EXCERPTED TEXT:

+-------+

Congratulations to Tom Steinberg for getting his "Civic Hacking Fund' - flown at the Bath workshop - off the ground. Well, into the pages of the Guardian, and recipient of a £10,000 first donation, which is pretty impressive for six weeks work.
Tom's ideas for funding civic society software are now now rebranded as charitable project mySociety.org. Tom says in the Guardian: "We are trying to bring together great project ideas, enthusiastic developers and visionary funders to produce cheap, effective services with a demonstrable real world impact. Projects are only limited by the need to have clearly positive social outcomes, and to have costs that barely increase when more people use them." The mySociety website provides a lengthy FAQ and opportunity to submit proposals. The winners will be announced late November. In the second phase mySociety will raise funds and build development teams. Tom cites UpMyStreet.com, FaxYourMp.com, Timebank.org.uk and LiftShare.com as examples of the type of project mySociety would like to foster.
MySociety is now featured on BBCi as 'Hunt for Napster of Good causes'.

+-------+

Records from a data collection:

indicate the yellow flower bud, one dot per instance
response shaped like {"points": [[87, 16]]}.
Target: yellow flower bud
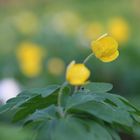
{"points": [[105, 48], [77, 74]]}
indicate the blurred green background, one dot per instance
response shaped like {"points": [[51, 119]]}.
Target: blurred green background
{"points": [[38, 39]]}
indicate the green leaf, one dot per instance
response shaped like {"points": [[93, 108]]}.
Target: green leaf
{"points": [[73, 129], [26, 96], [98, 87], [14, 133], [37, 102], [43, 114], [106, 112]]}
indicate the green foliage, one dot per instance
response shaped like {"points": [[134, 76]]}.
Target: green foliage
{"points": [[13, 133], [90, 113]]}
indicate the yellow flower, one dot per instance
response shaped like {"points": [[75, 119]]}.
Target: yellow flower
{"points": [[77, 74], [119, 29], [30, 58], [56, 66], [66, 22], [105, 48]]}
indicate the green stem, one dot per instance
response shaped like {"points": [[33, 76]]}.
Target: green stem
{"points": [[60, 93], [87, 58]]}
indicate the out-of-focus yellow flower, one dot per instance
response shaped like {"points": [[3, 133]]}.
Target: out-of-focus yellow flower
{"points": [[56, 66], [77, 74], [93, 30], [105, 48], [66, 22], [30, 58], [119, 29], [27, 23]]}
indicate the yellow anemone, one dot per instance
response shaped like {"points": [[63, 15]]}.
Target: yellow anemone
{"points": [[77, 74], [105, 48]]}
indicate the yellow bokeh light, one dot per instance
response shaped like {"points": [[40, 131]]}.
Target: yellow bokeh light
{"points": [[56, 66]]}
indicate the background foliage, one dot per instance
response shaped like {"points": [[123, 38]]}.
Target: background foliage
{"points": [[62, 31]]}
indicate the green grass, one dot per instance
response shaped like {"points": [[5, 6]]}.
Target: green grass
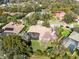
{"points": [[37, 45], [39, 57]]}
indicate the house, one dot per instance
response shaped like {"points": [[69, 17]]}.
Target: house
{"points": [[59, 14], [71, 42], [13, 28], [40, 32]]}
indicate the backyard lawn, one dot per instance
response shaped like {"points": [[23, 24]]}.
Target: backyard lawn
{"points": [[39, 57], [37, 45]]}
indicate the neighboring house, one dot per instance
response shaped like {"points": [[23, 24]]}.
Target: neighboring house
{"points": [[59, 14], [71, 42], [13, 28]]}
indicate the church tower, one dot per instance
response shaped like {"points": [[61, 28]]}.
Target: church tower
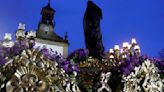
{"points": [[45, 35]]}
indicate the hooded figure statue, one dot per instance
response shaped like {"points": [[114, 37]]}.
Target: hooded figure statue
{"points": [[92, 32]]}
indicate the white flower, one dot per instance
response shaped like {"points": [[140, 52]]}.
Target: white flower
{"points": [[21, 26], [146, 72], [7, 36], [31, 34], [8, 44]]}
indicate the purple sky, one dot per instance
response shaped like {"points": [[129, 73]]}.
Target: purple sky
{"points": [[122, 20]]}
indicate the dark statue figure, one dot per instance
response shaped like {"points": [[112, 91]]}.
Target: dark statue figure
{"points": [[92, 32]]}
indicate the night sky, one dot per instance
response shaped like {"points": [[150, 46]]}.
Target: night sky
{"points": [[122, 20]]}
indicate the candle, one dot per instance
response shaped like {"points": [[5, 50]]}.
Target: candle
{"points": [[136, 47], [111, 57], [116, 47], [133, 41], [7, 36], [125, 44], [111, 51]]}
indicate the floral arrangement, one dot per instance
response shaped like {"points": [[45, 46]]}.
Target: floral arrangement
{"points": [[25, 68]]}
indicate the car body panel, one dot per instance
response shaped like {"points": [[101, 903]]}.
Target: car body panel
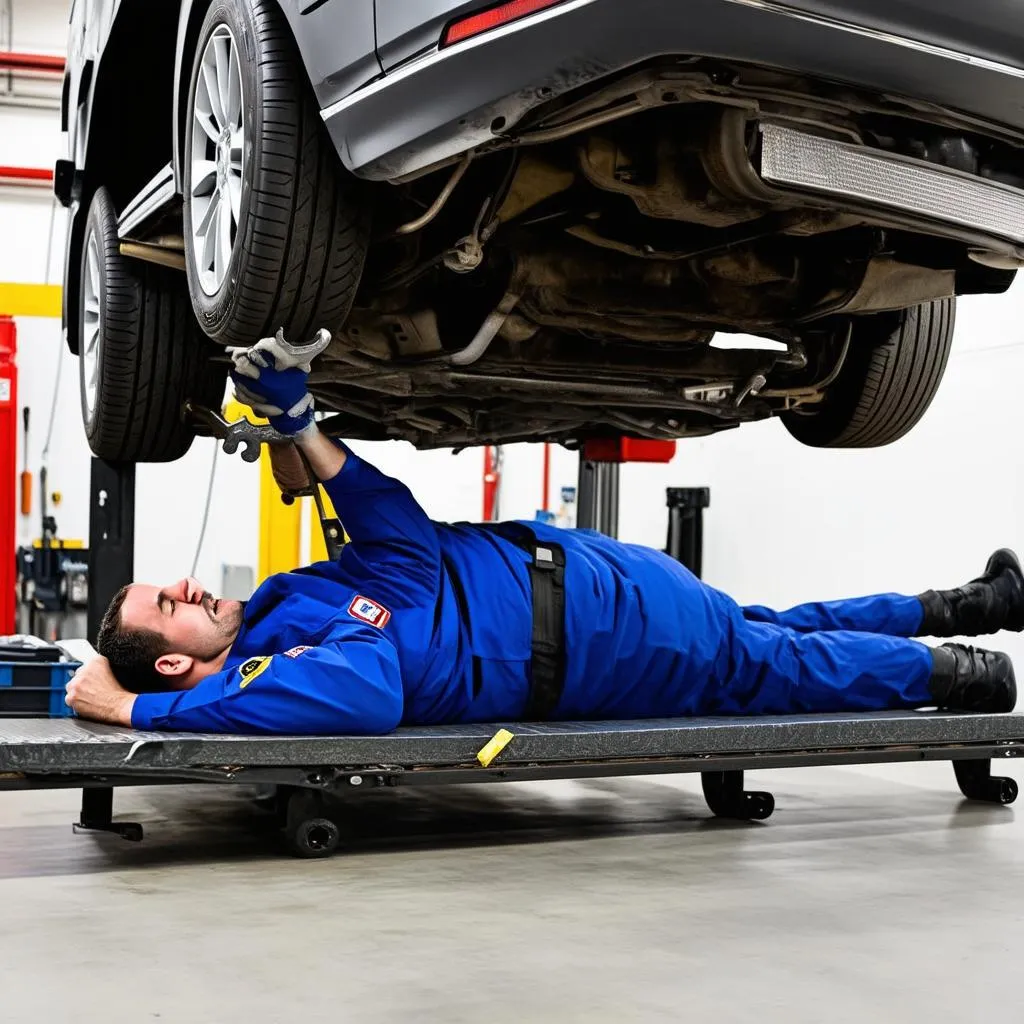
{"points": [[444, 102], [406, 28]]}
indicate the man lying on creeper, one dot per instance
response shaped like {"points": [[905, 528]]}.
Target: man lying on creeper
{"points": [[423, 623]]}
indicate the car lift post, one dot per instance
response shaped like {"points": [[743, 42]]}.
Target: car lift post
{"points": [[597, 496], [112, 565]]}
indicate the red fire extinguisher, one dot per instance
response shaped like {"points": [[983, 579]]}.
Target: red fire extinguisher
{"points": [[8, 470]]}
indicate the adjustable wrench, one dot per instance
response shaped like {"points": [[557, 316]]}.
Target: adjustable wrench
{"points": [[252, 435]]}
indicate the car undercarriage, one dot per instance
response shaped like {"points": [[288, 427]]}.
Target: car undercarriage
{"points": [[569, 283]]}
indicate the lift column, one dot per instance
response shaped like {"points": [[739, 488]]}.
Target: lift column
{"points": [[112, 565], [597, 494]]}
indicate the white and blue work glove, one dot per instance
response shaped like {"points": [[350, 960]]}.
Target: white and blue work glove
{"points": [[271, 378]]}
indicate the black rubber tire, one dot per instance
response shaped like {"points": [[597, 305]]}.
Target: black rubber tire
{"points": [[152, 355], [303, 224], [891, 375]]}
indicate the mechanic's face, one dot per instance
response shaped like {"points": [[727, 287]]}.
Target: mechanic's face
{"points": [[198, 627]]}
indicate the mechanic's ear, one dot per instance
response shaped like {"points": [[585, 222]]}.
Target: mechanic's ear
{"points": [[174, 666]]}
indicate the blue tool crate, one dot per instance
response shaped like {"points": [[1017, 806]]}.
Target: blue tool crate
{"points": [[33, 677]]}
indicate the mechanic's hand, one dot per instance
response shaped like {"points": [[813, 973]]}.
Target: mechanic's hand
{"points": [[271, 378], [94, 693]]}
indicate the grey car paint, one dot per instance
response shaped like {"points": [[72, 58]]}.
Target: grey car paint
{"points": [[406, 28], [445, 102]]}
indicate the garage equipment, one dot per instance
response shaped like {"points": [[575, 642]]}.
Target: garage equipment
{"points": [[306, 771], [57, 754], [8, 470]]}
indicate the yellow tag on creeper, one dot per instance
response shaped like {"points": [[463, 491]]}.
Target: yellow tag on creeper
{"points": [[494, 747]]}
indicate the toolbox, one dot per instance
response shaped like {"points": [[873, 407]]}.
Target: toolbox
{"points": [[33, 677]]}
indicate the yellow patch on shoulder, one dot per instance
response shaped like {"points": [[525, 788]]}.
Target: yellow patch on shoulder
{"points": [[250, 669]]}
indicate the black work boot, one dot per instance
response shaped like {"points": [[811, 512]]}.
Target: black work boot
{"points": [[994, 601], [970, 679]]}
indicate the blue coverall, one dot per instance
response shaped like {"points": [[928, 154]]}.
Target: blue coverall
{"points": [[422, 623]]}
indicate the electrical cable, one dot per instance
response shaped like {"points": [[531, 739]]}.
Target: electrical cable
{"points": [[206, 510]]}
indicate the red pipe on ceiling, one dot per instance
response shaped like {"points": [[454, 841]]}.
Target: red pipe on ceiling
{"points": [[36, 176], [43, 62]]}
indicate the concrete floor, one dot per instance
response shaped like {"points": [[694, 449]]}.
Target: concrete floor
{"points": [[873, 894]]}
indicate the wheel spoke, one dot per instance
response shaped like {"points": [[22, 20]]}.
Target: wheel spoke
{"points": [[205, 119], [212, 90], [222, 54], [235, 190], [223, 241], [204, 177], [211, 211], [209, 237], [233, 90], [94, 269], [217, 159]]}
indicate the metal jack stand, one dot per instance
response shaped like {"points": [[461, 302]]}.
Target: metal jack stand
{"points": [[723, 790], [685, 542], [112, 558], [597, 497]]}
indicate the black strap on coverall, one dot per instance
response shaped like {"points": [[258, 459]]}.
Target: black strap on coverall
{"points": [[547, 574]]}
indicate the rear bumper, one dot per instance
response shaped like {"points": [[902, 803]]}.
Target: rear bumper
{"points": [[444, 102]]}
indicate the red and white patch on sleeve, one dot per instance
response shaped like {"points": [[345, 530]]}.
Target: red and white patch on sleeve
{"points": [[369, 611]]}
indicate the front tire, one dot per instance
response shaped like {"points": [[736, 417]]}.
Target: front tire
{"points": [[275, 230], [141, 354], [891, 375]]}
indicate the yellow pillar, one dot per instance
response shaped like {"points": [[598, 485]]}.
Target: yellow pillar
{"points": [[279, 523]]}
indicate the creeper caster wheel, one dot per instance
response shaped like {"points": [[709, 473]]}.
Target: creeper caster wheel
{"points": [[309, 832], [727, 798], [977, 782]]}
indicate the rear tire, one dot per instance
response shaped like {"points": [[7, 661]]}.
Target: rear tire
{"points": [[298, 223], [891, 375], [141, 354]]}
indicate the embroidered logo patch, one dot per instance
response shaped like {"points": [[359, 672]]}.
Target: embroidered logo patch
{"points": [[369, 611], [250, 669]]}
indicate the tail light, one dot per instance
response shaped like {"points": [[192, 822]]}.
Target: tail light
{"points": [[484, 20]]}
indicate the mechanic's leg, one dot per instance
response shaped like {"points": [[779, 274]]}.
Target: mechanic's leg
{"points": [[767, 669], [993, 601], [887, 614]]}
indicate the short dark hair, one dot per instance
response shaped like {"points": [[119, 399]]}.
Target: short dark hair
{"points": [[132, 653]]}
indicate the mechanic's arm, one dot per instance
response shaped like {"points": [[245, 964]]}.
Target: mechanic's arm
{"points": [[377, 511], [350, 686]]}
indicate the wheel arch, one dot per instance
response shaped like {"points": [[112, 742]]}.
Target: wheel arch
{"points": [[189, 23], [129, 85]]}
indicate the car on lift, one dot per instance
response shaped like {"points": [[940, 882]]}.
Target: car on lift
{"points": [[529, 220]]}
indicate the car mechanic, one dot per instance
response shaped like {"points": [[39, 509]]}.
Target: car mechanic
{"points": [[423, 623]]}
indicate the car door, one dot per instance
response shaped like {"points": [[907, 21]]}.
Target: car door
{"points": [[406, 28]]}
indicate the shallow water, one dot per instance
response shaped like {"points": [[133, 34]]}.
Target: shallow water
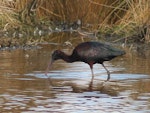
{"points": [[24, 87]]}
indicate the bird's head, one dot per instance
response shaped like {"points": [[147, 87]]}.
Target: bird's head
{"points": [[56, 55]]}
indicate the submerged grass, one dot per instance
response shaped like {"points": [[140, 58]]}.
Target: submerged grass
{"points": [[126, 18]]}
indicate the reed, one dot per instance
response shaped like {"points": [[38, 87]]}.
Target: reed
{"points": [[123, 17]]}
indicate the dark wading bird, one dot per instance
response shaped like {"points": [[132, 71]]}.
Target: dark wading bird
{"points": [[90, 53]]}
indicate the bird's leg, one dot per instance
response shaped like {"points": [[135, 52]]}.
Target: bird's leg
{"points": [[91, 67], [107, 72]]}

+-------+

REQUEST: According to the mySociety post, how large was the first donation Tom Steinberg's project received? Rely only on the mySociety post for your answer.

ANSWER: The first donation was £10,000.